Given request = Please extract every line below that contains the word "wooden", copying each one unchanged.

Provided information =
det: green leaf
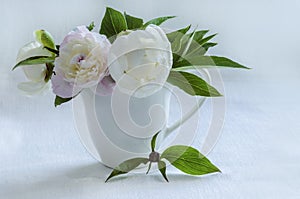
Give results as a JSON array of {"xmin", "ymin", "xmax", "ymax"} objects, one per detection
[
  {"xmin": 54, "ymin": 96, "xmax": 73, "ymax": 107},
  {"xmin": 12, "ymin": 56, "xmax": 55, "ymax": 70},
  {"xmin": 167, "ymin": 25, "xmax": 191, "ymax": 43},
  {"xmin": 35, "ymin": 30, "xmax": 55, "ymax": 49},
  {"xmin": 124, "ymin": 12, "xmax": 144, "ymax": 30},
  {"xmin": 173, "ymin": 56, "xmax": 249, "ymax": 70},
  {"xmin": 44, "ymin": 46, "xmax": 59, "ymax": 56},
  {"xmin": 167, "ymin": 71, "xmax": 221, "ymax": 97},
  {"xmin": 202, "ymin": 42, "xmax": 218, "ymax": 52},
  {"xmin": 196, "ymin": 33, "xmax": 217, "ymax": 45},
  {"xmin": 105, "ymin": 158, "xmax": 149, "ymax": 182},
  {"xmin": 182, "ymin": 30, "xmax": 216, "ymax": 59},
  {"xmin": 158, "ymin": 161, "xmax": 169, "ymax": 182},
  {"xmin": 146, "ymin": 162, "xmax": 152, "ymax": 175},
  {"xmin": 161, "ymin": 145, "xmax": 220, "ymax": 175},
  {"xmin": 86, "ymin": 21, "xmax": 95, "ymax": 31},
  {"xmin": 100, "ymin": 7, "xmax": 127, "ymax": 42},
  {"xmin": 151, "ymin": 132, "xmax": 159, "ymax": 152},
  {"xmin": 142, "ymin": 16, "xmax": 176, "ymax": 28}
]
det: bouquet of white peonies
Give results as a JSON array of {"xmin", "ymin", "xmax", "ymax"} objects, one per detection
[{"xmin": 13, "ymin": 7, "xmax": 247, "ymax": 180}]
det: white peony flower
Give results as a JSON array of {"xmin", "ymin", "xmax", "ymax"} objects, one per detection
[
  {"xmin": 52, "ymin": 26, "xmax": 111, "ymax": 97},
  {"xmin": 108, "ymin": 25, "xmax": 173, "ymax": 97},
  {"xmin": 17, "ymin": 41, "xmax": 51, "ymax": 96}
]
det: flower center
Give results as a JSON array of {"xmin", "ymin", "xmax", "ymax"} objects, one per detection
[{"xmin": 71, "ymin": 54, "xmax": 85, "ymax": 65}]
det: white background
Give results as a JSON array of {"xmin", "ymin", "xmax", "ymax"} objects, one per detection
[{"xmin": 0, "ymin": 0, "xmax": 300, "ymax": 199}]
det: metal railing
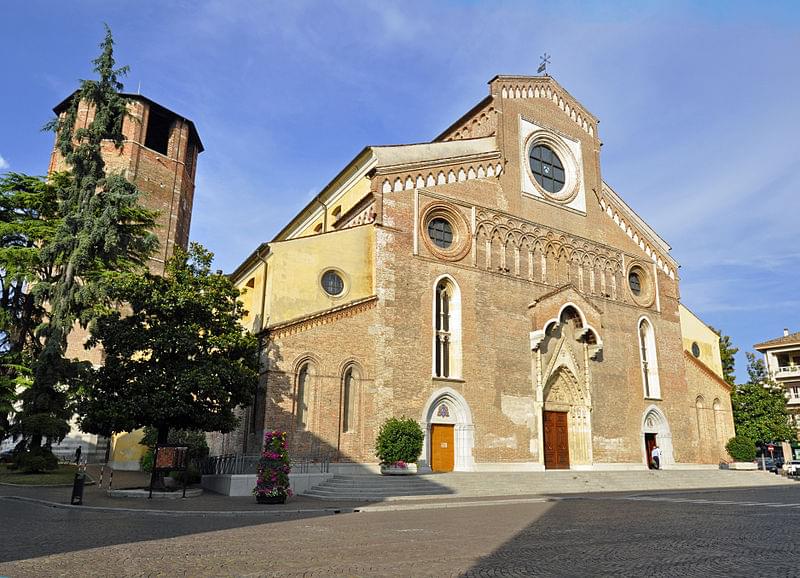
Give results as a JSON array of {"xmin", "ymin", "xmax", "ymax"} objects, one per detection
[{"xmin": 198, "ymin": 454, "xmax": 331, "ymax": 475}]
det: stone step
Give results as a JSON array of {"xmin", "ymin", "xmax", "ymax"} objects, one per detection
[{"xmin": 305, "ymin": 470, "xmax": 793, "ymax": 501}]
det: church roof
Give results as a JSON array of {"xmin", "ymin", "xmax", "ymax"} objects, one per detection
[
  {"xmin": 368, "ymin": 136, "xmax": 497, "ymax": 167},
  {"xmin": 753, "ymin": 331, "xmax": 800, "ymax": 351}
]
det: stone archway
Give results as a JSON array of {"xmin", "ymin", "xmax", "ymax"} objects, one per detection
[
  {"xmin": 640, "ymin": 405, "xmax": 675, "ymax": 467},
  {"xmin": 417, "ymin": 387, "xmax": 475, "ymax": 472},
  {"xmin": 540, "ymin": 366, "xmax": 592, "ymax": 469}
]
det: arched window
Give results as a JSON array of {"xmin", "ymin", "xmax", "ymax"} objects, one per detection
[
  {"xmin": 433, "ymin": 278, "xmax": 461, "ymax": 378},
  {"xmin": 295, "ymin": 362, "xmax": 311, "ymax": 429},
  {"xmin": 436, "ymin": 281, "xmax": 452, "ymax": 377},
  {"xmin": 639, "ymin": 319, "xmax": 661, "ymax": 399},
  {"xmin": 342, "ymin": 365, "xmax": 358, "ymax": 433}
]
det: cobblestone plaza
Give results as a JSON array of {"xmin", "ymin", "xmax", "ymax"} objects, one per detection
[{"xmin": 0, "ymin": 485, "xmax": 800, "ymax": 577}]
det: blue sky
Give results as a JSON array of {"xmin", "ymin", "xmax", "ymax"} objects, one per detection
[{"xmin": 0, "ymin": 0, "xmax": 800, "ymax": 377}]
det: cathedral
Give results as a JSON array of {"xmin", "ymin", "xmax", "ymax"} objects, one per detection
[{"xmin": 228, "ymin": 75, "xmax": 734, "ymax": 471}]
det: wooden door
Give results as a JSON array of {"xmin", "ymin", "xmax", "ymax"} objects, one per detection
[
  {"xmin": 644, "ymin": 434, "xmax": 656, "ymax": 469},
  {"xmin": 544, "ymin": 411, "xmax": 569, "ymax": 470},
  {"xmin": 431, "ymin": 424, "xmax": 455, "ymax": 472}
]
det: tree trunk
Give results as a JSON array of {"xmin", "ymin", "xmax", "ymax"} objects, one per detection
[{"xmin": 151, "ymin": 425, "xmax": 169, "ymax": 492}]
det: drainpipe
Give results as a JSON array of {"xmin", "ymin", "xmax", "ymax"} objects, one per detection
[
  {"xmin": 316, "ymin": 195, "xmax": 328, "ymax": 233},
  {"xmin": 252, "ymin": 243, "xmax": 269, "ymax": 440}
]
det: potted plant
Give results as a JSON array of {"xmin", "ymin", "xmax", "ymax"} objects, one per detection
[
  {"xmin": 375, "ymin": 417, "xmax": 425, "ymax": 475},
  {"xmin": 725, "ymin": 436, "xmax": 757, "ymax": 470},
  {"xmin": 253, "ymin": 430, "xmax": 292, "ymax": 504}
]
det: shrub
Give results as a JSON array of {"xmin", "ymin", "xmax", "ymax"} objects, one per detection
[
  {"xmin": 253, "ymin": 430, "xmax": 292, "ymax": 497},
  {"xmin": 375, "ymin": 417, "xmax": 425, "ymax": 464},
  {"xmin": 725, "ymin": 436, "xmax": 756, "ymax": 462},
  {"xmin": 139, "ymin": 427, "xmax": 209, "ymax": 472}
]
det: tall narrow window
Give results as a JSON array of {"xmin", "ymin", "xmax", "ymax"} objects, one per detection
[
  {"xmin": 639, "ymin": 319, "xmax": 661, "ymax": 398},
  {"xmin": 295, "ymin": 363, "xmax": 309, "ymax": 429},
  {"xmin": 435, "ymin": 280, "xmax": 452, "ymax": 377},
  {"xmin": 342, "ymin": 366, "xmax": 356, "ymax": 433}
]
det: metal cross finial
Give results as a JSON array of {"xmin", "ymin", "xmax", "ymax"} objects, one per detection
[{"xmin": 536, "ymin": 52, "xmax": 550, "ymax": 76}]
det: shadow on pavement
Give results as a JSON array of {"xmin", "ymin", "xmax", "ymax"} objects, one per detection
[{"xmin": 461, "ymin": 486, "xmax": 800, "ymax": 577}]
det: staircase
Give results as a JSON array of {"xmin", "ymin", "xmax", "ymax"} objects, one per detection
[{"xmin": 304, "ymin": 470, "xmax": 800, "ymax": 501}]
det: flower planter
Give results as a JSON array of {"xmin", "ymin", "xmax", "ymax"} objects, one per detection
[
  {"xmin": 256, "ymin": 495, "xmax": 286, "ymax": 504},
  {"xmin": 381, "ymin": 464, "xmax": 417, "ymax": 476},
  {"xmin": 728, "ymin": 462, "xmax": 758, "ymax": 471},
  {"xmin": 253, "ymin": 430, "xmax": 292, "ymax": 504}
]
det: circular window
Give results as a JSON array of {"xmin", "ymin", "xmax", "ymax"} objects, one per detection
[
  {"xmin": 428, "ymin": 217, "xmax": 453, "ymax": 249},
  {"xmin": 628, "ymin": 271, "xmax": 642, "ymax": 297},
  {"xmin": 322, "ymin": 271, "xmax": 344, "ymax": 297},
  {"xmin": 418, "ymin": 202, "xmax": 471, "ymax": 261},
  {"xmin": 530, "ymin": 144, "xmax": 566, "ymax": 194}
]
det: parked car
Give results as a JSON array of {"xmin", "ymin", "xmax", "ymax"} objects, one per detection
[
  {"xmin": 756, "ymin": 458, "xmax": 783, "ymax": 474},
  {"xmin": 783, "ymin": 460, "xmax": 800, "ymax": 476}
]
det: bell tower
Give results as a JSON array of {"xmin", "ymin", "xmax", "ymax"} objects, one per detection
[{"xmin": 48, "ymin": 93, "xmax": 203, "ymax": 274}]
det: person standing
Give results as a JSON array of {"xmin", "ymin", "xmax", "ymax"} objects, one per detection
[{"xmin": 650, "ymin": 444, "xmax": 661, "ymax": 470}]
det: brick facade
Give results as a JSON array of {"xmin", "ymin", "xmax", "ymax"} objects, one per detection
[{"xmin": 234, "ymin": 77, "xmax": 733, "ymax": 470}]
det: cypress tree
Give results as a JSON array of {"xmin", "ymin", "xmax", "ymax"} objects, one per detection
[{"xmin": 9, "ymin": 26, "xmax": 158, "ymax": 466}]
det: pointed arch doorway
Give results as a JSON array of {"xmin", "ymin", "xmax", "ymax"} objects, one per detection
[
  {"xmin": 542, "ymin": 366, "xmax": 592, "ymax": 470},
  {"xmin": 418, "ymin": 387, "xmax": 475, "ymax": 472},
  {"xmin": 642, "ymin": 405, "xmax": 675, "ymax": 468}
]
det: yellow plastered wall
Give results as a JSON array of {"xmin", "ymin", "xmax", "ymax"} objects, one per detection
[
  {"xmin": 679, "ymin": 305, "xmax": 722, "ymax": 377},
  {"xmin": 295, "ymin": 177, "xmax": 370, "ymax": 238},
  {"xmin": 264, "ymin": 225, "xmax": 375, "ymax": 326},
  {"xmin": 111, "ymin": 429, "xmax": 147, "ymax": 470}
]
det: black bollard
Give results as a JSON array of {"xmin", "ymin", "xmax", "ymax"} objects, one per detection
[{"xmin": 69, "ymin": 470, "xmax": 86, "ymax": 506}]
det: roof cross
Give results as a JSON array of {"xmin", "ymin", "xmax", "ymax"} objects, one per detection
[{"xmin": 536, "ymin": 52, "xmax": 550, "ymax": 76}]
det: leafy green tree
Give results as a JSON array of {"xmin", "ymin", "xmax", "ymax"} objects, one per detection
[
  {"xmin": 731, "ymin": 351, "xmax": 796, "ymax": 442},
  {"xmin": 79, "ymin": 243, "xmax": 258, "ymax": 444},
  {"xmin": 711, "ymin": 327, "xmax": 739, "ymax": 387},
  {"xmin": 0, "ymin": 173, "xmax": 62, "ymax": 439},
  {"xmin": 8, "ymin": 27, "xmax": 158, "ymax": 460}
]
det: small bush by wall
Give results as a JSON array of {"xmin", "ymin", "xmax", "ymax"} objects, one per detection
[
  {"xmin": 375, "ymin": 417, "xmax": 425, "ymax": 464},
  {"xmin": 725, "ymin": 436, "xmax": 756, "ymax": 462}
]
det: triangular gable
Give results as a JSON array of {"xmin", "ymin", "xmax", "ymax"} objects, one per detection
[
  {"xmin": 683, "ymin": 349, "xmax": 733, "ymax": 391},
  {"xmin": 597, "ymin": 182, "xmax": 679, "ymax": 279}
]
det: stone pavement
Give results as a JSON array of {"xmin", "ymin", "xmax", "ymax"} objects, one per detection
[{"xmin": 0, "ymin": 485, "xmax": 800, "ymax": 578}]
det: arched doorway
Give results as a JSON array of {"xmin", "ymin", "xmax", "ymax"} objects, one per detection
[
  {"xmin": 418, "ymin": 387, "xmax": 475, "ymax": 472},
  {"xmin": 642, "ymin": 405, "xmax": 675, "ymax": 468},
  {"xmin": 542, "ymin": 367, "xmax": 592, "ymax": 469}
]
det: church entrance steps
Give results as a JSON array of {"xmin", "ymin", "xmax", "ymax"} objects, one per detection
[{"xmin": 302, "ymin": 469, "xmax": 796, "ymax": 501}]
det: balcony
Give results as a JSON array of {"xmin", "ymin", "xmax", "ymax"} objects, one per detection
[{"xmin": 772, "ymin": 365, "xmax": 800, "ymax": 379}]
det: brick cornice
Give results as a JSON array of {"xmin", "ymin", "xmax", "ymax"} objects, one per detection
[{"xmin": 262, "ymin": 295, "xmax": 378, "ymax": 337}]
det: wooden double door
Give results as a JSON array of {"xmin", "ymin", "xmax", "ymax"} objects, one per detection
[
  {"xmin": 544, "ymin": 411, "xmax": 569, "ymax": 470},
  {"xmin": 431, "ymin": 423, "xmax": 455, "ymax": 472}
]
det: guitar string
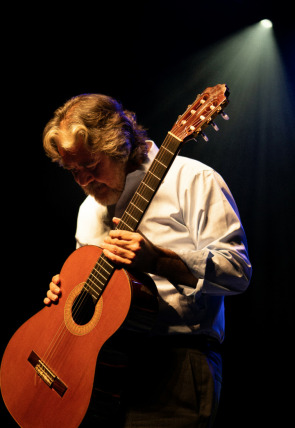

Answer below =
det: wooden door
det: wooden double door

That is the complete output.